DOCUMENT SECTION:

[start]

All posts by khogan

Discussion: A Major Professional Shift, or Comparing the Framework with the Standards

Cindy led our discussion of this week’s RIOT on the new ACRL Framework for Higher Education with a view to an in-depth discussion open to all Libraries staff coming up this January. Our conversation centered around a few themes:

1. What’s the difference between the new ACRL Information Literacy Framework for Higher Education (Framework) and the previous ACRL Information Literacy Standards for Higher Education (2000) (Standards)?

The first clue is in the titles. The Standards offered proscriptive standards for information literacy and specific learning outcomes connected to each standard. This model was similar to education standards models used in some social sciences and STEM disciplines for accreditation.

The new Framework offers instead a series of frames through which to see central concept in information literacy.

2. What do we think about the definition of Information Literacy?

Information literacy is a spectrum of abilities, practices, and habits of mind that extends and deepens learning through engagement with the information ecosystem. It includes:

  • understanding essential concepts about that ecosystem;
  • engaging in creative inquiry and critical reflection to develop questions and to find, evaluate, and manage information through an iterative process;
  • creating new knowledge through ethical participation in communities of learning, scholarship, and civic purpose; and
  • adopting a strategic view of the interests, biases, and assumptions present in the information ecosystem.

The Good:
It’s focusing on critical thinking!
This definition is how we think about information literacy
This seems like what students should be learning in college
This definition makes clear to faculty that we have an expertise: a broad understanding of the information landscape beyond a single specific field.

[end]

TASK LIST:
a) From the post on the ACRL Framework discussion, write out the passage between "1. What’s the" and "disciplines for accreditation.", inclusive.
b) In the post on the ACRL Framework discussion, condense the paragraph beginning "The first clue is in the titles" into a short bulleted list that keeps its main facts.
c) Proceed with the post on the ACRL Framework discussion from the point where it stops.

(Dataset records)
[start]

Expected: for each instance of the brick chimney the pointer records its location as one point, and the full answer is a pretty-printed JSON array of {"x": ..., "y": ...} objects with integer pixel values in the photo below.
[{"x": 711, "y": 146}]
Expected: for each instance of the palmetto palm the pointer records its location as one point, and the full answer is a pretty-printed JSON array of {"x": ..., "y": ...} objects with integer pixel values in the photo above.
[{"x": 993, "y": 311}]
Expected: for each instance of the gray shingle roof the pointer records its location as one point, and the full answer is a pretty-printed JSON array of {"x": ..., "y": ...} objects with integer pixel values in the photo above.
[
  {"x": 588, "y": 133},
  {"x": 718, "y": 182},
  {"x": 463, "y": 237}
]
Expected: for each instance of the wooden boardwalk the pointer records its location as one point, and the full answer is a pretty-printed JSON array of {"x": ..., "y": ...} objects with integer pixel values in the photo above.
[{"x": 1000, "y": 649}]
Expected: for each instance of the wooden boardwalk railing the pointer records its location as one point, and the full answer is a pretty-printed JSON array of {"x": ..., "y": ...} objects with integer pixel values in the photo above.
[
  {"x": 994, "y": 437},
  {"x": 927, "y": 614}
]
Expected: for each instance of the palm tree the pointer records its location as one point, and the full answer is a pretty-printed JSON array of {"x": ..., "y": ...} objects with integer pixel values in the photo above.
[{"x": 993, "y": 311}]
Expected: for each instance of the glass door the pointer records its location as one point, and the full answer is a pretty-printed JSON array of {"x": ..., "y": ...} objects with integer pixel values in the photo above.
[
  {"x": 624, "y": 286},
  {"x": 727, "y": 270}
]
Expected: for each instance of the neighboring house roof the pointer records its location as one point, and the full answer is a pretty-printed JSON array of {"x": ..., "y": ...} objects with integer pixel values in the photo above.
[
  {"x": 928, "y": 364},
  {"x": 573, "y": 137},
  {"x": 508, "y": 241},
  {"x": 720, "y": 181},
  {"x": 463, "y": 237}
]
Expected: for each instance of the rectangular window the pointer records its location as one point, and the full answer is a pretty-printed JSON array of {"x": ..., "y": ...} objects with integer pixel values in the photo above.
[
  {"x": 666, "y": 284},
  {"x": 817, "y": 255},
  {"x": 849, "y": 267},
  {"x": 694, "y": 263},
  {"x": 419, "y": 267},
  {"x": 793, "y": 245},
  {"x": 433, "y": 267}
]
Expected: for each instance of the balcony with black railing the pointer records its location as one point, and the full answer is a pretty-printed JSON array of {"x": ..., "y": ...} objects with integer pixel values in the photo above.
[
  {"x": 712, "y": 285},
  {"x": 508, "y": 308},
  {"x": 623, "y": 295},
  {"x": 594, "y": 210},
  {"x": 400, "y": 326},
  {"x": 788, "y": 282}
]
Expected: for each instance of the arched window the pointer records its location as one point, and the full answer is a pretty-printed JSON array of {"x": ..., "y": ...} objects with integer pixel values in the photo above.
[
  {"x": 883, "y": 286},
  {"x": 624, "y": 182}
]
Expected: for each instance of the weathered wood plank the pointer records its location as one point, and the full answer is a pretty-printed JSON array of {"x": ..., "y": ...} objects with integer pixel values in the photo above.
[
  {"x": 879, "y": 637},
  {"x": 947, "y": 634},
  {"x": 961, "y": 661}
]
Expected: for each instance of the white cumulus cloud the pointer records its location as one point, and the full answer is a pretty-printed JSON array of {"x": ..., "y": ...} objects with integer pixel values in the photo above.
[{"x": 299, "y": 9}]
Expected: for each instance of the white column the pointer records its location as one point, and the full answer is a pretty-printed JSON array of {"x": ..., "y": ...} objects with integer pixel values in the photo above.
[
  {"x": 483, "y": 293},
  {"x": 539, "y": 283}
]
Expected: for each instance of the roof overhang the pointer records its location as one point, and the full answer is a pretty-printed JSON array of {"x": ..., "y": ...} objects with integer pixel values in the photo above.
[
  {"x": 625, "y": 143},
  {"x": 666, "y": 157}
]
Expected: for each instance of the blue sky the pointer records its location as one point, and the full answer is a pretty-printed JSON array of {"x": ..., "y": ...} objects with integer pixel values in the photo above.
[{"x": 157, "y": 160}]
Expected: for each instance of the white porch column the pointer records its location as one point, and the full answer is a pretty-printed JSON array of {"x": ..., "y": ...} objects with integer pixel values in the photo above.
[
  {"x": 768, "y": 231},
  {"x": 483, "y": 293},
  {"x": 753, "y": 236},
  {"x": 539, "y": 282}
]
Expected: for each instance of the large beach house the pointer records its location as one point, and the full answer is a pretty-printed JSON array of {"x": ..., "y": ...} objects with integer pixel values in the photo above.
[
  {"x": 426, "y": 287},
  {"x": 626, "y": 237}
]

[end]

RESULTS FOR THE EXERCISE:
a)
1. What’s the difference between the new ACRL Information Literacy Framework for Higher Education (Framework) and the previous ACRL Information Literacy Standards for Higher Education (2000) (Standards)?

The first clue is in the titles. The Standards offered proscriptive standards for information literacy and specific learning outcomes connected to each standard. This model was similar to education standards models used in some social sciences and STEM disciplines for accreditation.

b)
- The titles hint at the difference.
- The Standards set out standards for information literacy, with specific learning outcomes tied to each standard.
- This model resembled the education standards models used for accreditation in some social sciences and STEM disciplines.

c)
The Bad:
It could be hard to use this with faculty
The previous definition seemed more concrete: Information literacy is a set of abilities requiring individuals to “recognize when information is needed and have the ability to locate, evaluate, and use effectively the needed information” (Standards)
One criticism is that we’re trying to make students into “little librarians.”

The Questions:
If we were to take this to an administrator or professor, they would likely think this is what faculty are doing in their classes. How do we divide that labor? (We have specific outcomes akin to previous standards.)

3. Do the frames resonate with us?
The Framework is built around six frames, presented alphabetically:

  • Authority Is Constructed and Contextual
  • Information Creation as a Process
  • Information Has Value
  • Research as Inquiry
  • Scholarship Is a Conversation
  • Searching Is Strategic

Background: These six frames were initially called “threshold concepts” (Cindy referenced Meghan’s post about threshold concepts), and after pushback the Framework now identifies these as our six frames. In the description of each frame, the document describes the differences between how experts and novices understand the concepts of the frame. For example, for “Authority Is Constructed and Contextual,” the Framework describes: “Experts understand the need to determine the validity of the information created by different authorities and to acknowledge biases that privilege some sources of authority over others, especially in terms of others’ worldviews, gender, sexual orientation, and cultural orientations. An understanding of this concept enables novice learners to critically examine all evidence—be it a Wikipedia article or a peer-reviewed conference proceeding—and ask relevant questions about origins, context, and suitability for the current information need.” This seemed helpful to identify the novice and the expert as on the same journey.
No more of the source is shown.